» **CONSIGNE**
Dans le récit sur Tiana, par qui passe l'aide indirecte apportée à Tiana pendant son hospitalisation ?

» **TEXTE EXTRAIT**
Une amie française m’a raconté qu’un membre de sa famille a eu le même problème et n’a pas survécu longtemps, même avec la qualité des soins dans l’Hexagone.

Face à cette situation, j’ai pris plus de temps libre pour rester avec Tiana, chez nous. Il y a quelques mois, il avait pris la décision d’emménager chez moi, le locataire de son père et vivant dans le même bâtiment qu’eux. Malgré ce qui lui arrivait, Tiana, n’avait pas perdu son caractère souriant. J’ai du mal à croire que son corps de vingt-et-un ans, bien bâti, souffre.

Il passa la plupart de son temps à dormir, comme pour récupérer, sans aucun signe extérieur de malaise. Il prit correctement ses médicaments. Et quand il se leva, il essaya de s’activer comme tout le monde en s’adonnant même à quelques exercices physiques, histoire de booster son organisme. Moi, je donnais le maximum sachant à quel point ce moment nous était important. « Reste donc avec ce pédé jusqu’à ce que tu crèves. Qui sait s’il n’est pas la source du problème ? Maintenant tu es dans la merde et tu continues à t’incruster chez lui », formulait sévèrement la voix de son père au moment même où je rentrais chez moi, à leur insu. J’ai tout de suite compris que je devais déménager avant qu’il ne soit trop tard. Plus l’état de Tiana allait se détériorer, plus son père allait s’acharner sur moi, j’en avais la conviction. Saisissant le premier prétexte qui se présenta, j’exécutai mon projet mais avec la ferme intention d’être au maximum aux côtés de mon mec.

Au bout de quelques visites chez eux, j’ai senti de plus en plus l’accueil glacial que la famille me réservait alors que l’état de santé de Tiana se dégradait. Pourtant, son père nous avait en quelques sortes accordé sa bénédiction peu de temps auparavant, alors que tout semblait nous réussir. Animé par le sentiment profond et sincère que j’éprouvais pour Tiana, je continuais de passer le voir sans trop me soucier des comportements désagréables des siens à mon endroits.

L’hospitalisation de Tiana a mis toute sa famille dans une sorte de rage contre moi, m’accusant de l’avoir contaminé d’une saloperie quelconque. J’ai fini par ne plus y aller mais j’avais trouvé un moyen de l’aider indirectement, par le biais de l’infirmière qui s’occupait de lui, en lui donnant de l’argent. Et je me suis mis à travailler dur, le seul moyen de payer son traitement qui n’eut d’ailleurs presque aucun effet sur son état aggravé. Seule l’infirmière me donna de ses nouvelles au bout de quelques mois. Son physique s’était complètement détérioré, jusqu’à en être méconnaissable au moment de sa mort.

J’ai appris l’atroce nouvelle par téléphone, au moment où je partais en mission en province. Tiana avait confié à son père ses derniers messages, soulignant l’intensité de son amour pour moi durant cette période de combat intense. J’ai appelé mon patron pour demander la permission de me rendre auprès de mon mec, une dernière fois. Je n’ai pas obtenu cette faveur, priant ainsi l’infirmière de faire le nécessaire à ma place pour faire un dernier adieu à mon être cher. Au moment des obsèques, la rumeur s’est généralisée comme quoi, Tiana était mort du sida et que c’est moi qui lui avais transmis le virus.

Entre anémie et sida, il y a une grande différence, même si les victimes présentent des points de similitude. Quand j’ai eu quitté définitivement cette ville où Tiana et moi avions vécu ensemble, presque tout le monde m’évitais. Ça n’a pas pour autant terni le souvenir des bons moments que j’ai passés auprès de ce jeune homme d’une rare qualité. Et pour les mauvaises langues, je suis encore en vie et en bonne santé, dix ans après.

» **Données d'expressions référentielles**
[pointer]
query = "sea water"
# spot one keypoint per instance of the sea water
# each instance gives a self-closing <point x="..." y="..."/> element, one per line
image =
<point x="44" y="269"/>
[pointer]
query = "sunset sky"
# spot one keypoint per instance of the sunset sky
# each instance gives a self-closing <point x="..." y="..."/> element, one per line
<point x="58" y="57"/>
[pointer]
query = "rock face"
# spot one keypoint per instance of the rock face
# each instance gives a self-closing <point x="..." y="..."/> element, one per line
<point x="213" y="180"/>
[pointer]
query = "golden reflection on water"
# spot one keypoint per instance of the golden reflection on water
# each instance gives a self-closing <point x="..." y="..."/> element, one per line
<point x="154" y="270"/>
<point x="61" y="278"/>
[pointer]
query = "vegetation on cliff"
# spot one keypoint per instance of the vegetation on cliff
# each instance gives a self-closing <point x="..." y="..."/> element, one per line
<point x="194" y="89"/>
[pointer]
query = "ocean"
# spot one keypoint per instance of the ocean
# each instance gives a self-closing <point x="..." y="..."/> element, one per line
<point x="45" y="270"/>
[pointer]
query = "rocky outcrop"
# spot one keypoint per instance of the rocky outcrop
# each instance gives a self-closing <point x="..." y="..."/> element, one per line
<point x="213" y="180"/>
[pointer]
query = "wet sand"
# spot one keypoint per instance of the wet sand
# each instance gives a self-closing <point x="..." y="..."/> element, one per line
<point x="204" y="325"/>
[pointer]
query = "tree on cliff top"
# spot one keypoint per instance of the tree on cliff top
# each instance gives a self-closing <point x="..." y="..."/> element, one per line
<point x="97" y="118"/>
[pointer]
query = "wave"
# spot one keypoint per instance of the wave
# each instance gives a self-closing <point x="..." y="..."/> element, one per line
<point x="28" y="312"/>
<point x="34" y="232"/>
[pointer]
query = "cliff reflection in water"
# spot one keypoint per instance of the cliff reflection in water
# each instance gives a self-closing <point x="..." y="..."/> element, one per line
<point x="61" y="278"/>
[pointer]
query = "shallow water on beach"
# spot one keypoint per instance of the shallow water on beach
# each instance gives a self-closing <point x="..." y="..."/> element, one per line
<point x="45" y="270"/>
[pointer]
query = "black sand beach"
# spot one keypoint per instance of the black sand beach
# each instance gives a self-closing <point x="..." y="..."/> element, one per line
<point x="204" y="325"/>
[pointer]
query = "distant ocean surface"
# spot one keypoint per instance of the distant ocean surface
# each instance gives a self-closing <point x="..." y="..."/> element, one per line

» **RÉPONSE**
Par l'infirmière qui s'occupait de lui, à qui de l'argent était donné.